→ MATERIALS PROVIDED:
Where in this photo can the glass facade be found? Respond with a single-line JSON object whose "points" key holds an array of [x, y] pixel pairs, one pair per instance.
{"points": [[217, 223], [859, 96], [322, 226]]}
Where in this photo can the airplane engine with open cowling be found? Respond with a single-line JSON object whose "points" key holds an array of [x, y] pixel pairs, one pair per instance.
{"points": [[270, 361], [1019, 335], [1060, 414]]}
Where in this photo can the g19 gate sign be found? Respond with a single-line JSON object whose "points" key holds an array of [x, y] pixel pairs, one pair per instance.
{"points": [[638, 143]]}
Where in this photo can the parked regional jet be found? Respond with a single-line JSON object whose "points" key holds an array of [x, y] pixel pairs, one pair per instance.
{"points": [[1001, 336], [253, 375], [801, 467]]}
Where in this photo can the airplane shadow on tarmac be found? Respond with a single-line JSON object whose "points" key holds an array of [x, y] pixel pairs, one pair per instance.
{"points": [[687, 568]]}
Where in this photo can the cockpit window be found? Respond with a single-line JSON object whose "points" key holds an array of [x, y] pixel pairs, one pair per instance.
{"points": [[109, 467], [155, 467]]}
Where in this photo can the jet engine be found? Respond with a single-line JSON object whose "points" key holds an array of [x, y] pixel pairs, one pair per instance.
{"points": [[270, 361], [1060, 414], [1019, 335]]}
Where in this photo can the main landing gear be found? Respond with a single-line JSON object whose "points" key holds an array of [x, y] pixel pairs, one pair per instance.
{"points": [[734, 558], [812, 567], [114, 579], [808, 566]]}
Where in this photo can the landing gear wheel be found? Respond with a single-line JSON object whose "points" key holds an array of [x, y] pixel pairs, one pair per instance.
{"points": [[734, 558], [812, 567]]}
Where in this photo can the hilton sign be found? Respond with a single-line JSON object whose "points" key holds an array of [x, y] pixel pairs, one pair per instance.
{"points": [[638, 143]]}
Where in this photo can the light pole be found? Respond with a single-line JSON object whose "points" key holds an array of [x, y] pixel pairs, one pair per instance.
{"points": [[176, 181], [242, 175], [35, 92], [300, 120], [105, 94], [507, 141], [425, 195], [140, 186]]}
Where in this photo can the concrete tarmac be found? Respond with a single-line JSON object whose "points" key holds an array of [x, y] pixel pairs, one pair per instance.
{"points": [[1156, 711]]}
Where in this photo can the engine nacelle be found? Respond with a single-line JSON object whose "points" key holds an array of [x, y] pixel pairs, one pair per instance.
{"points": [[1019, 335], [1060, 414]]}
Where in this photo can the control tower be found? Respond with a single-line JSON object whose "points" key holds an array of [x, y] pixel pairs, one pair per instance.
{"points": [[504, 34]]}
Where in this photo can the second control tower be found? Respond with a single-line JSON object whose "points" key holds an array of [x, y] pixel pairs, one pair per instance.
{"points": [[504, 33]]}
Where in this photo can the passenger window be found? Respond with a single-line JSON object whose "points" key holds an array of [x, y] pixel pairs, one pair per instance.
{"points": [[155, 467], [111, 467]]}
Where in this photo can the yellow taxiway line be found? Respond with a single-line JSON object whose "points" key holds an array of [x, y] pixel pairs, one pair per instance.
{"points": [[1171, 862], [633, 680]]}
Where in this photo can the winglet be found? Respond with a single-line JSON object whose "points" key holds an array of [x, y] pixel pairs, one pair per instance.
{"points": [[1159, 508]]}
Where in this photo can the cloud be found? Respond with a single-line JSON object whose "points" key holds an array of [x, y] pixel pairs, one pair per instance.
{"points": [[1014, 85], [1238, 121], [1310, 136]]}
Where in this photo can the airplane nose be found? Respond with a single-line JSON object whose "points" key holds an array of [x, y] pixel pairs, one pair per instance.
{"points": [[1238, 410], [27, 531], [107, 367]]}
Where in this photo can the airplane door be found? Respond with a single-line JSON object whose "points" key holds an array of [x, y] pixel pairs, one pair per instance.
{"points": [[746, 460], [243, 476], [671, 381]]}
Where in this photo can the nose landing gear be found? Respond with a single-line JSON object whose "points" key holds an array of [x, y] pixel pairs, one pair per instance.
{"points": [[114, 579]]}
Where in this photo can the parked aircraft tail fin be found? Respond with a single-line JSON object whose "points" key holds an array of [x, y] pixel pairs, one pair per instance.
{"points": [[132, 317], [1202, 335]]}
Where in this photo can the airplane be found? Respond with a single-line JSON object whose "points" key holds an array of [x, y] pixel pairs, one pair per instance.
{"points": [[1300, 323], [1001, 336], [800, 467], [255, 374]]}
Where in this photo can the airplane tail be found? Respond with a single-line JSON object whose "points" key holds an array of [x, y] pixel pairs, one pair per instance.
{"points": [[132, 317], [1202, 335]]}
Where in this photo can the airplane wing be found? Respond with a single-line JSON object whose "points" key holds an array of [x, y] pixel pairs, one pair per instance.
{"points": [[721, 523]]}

→ EXERCISE BRIEF: An identical copy of the entries above is the expected result.

→ EXERCISE SOLUTION:
Where in this photo can the glass facade be found? Respond with a single-line JSON object whose "points" key holds an array of [x, y] pixel pairs, one pair per instance.
{"points": [[217, 223], [859, 96], [322, 226]]}
Where in this photo can the airplane engine with open cowling be found? Respond with a single-line JSON object whose "points" key holds an array of [x, y] pixel pairs, one pair per instance.
{"points": [[270, 361], [1019, 335], [1060, 414]]}
Where in this photo can the g19 gate sign be found? Respond with a single-line JSON object whose "points" key holds an array of [x, y] pixel pairs, one pair per instance.
{"points": [[638, 143]]}
Where in this photo can the parked regional jet be found? Respond with a single-line JSON object whose "points" key holds an array of [x, y] pixel pairs, one pair per instance.
{"points": [[1001, 336], [253, 375], [801, 467]]}
Where in this photo can the airplane shadow on tarmac be found? Respond with a single-line JSON object whose "points" key holds an array of [x, y] pixel pairs, one pair per instance.
{"points": [[687, 568]]}
Where in this photo can the cockpit window be found? Respond with a single-line JSON object whose "points" key holds an array of [x, y] pixel pairs, one pair per instance.
{"points": [[109, 467], [155, 467]]}
Where in this photo can the jet engine be found? Respond with a single-line JSON object whose "points" key holds an array of [x, y] pixel pairs, one pair per instance.
{"points": [[270, 361], [1060, 414], [1019, 335]]}
Where in this photo can the main landing gear be found? Respond with a single-line JSON object whose "points" key holds an array of [x, y] pixel pairs, one pair per instance.
{"points": [[734, 558], [812, 567], [114, 579], [808, 566]]}
Where in this photo can the landing gear wheel be found? Respond with a single-line JSON object whose "points" key holds an array of [x, y] pixel pairs, one pair per instance.
{"points": [[734, 558], [812, 567]]}
Where in this photo can the hilton sign be found? Respond with a single-line JSON object whose "points" key holds an array of [x, y] pixel pairs, one pair per instance.
{"points": [[638, 143]]}
Where in this photo can the light pole be found? Respond with a single-line JSON object whose "points" key holds an array of [x, y] pixel pairs, one pair per instance.
{"points": [[176, 181], [242, 175], [35, 92], [300, 120], [105, 94], [507, 141], [425, 195], [140, 186]]}
Where in this photo can the concrete tarmac be found? Respond with a single-line JSON object whose "points" key holds an array of [x, y] pixel pairs, one pair per instance.
{"points": [[1156, 711]]}
Where in this photo can the engine nacelle be found? Respond with a single-line JSON object whose "points" key holds an array of [x, y] pixel pairs, one pair per instance.
{"points": [[1019, 335], [1060, 414]]}
Where in this photo can the control tower be found? Respond with a single-line JSON object whose "points" key holds an array of [x, y] pixel pairs, one pair per instance.
{"points": [[504, 34]]}
Where in this photo can the second control tower be found? Respond with a single-line JSON object whose "points" key holds an array of [x, y] pixel pairs, one pair per instance.
{"points": [[504, 33]]}
Where in this photo can the passenger window be found? Respond with a single-line JSON object whose "points" key holds an array of [x, y] pixel pairs, one pair per instance.
{"points": [[155, 467], [111, 467]]}
Where in this photo can the yellow taxiway line be found? Respond with a single-line JSON object whose "points" key holds an array of [x, y] pixel pairs, one pair per instance.
{"points": [[1171, 862], [633, 680]]}
Where in this photo can the winglet be found? Respond with a single-line JSON object whose "points" key holds an array of [x, y] pixel pairs, one pair per instance.
{"points": [[1159, 508]]}
Where in this photo can the cloud be found? Respond with a single-line JSON object whose "points" key holds an array of [x, y] pixel pairs, one pair per instance.
{"points": [[1014, 85], [1238, 121], [1310, 136]]}
Where in this photo can the airplane nose be found? Respond with a single-line JSON object whose "points" key holds an array of [x, y] pixel pairs, one pair per instance.
{"points": [[1238, 410], [27, 531], [107, 367]]}
Where in this photo can the airplane door be found? Respond with a single-line JSON object whose "points" key holds an array of [x, y] pixel pairs, one pair per instance.
{"points": [[746, 460], [243, 476], [671, 381]]}
Where in this photo can the nose landing gear be found? Respond with a single-line JSON object whose "points" key holds an array of [x, y] pixel pairs, one pair per instance.
{"points": [[114, 579]]}
Where in this photo can the parked aircraft tail fin be found? Respond with a single-line JSON object whose "points" key holds an array of [x, y] pixel pairs, one pair per instance.
{"points": [[132, 317], [1202, 335]]}
Where in this photo can the airplane be found? Respond with a single-line JSON object whose "points" key holds an array of [x, y] pixel pairs, one pair per instance.
{"points": [[1300, 323], [1001, 336], [800, 467], [255, 374]]}
Where in this photo can the airplane tail be found? Respond with a single-line JSON object whose "points" key holds an array of [x, y] pixel pairs, one pair per instance.
{"points": [[132, 317], [1202, 335]]}
Where in this photo can the airplane wing be found? Respond with a single-line JSON object whose "points" key holds an array of [x, y] pixel pairs, one pair per instance.
{"points": [[721, 523]]}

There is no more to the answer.